#### Exercise inputs ####

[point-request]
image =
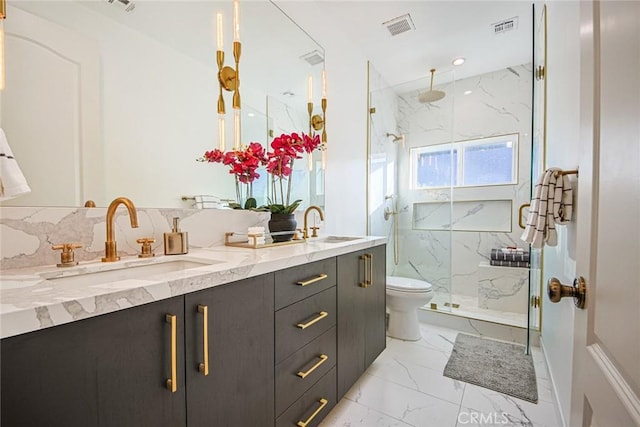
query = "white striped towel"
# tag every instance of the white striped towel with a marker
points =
(12, 181)
(551, 204)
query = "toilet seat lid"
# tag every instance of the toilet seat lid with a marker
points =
(405, 284)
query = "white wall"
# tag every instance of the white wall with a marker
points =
(346, 67)
(562, 143)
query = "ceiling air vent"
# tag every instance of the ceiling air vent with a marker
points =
(505, 25)
(314, 57)
(400, 25)
(128, 5)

####

* **Problem**
Copy out every line of the data above verbatim, leaving out the image.

* **Solution**
[point-request]
image =
query = "white striped towel"
# tag every instance of the white striped towel with a marker
points =
(12, 181)
(551, 204)
query = "toilet seat lid"
# tag every instance of the toilet seat lid with a marker
points =
(405, 284)
query = "white wall"
# tag every instance of the white wall with a marker
points =
(346, 67)
(562, 143)
query = "ceiling air vent"
# tag every instance of the ceiling air vent with a marker
points =
(505, 25)
(314, 57)
(400, 25)
(128, 5)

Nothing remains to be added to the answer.